**Records shown:**
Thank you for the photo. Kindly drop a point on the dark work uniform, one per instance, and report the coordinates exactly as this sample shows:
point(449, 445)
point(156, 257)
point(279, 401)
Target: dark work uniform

**Work required:** Render the lines above as a Markdown table with two columns, Row and Line, numbering each row and omitting any blank lines.

**Completed task:**
| Row | Line |
|---|---|
| 1 | Thank you for the photo. Kindly drop a point on the dark work uniform, one per instance, and report the coordinates exactly as this sample shows: |
| 2 | point(449, 445) |
| 3 | point(156, 257) |
| 4 | point(279, 401) |
| 5 | Target: dark work uniform |